Each line below should be copied exactly as it stands.

══════════════════════════════

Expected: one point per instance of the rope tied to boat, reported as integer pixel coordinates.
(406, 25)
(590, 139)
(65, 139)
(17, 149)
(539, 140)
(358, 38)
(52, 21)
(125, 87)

══════════════════════════════

▶ [ANSWER SECTION]:
Expected: one point per instance of the rope tied to boat, reported as integer pixel coordinates.
(406, 25)
(590, 139)
(65, 139)
(17, 149)
(539, 140)
(358, 38)
(52, 21)
(125, 87)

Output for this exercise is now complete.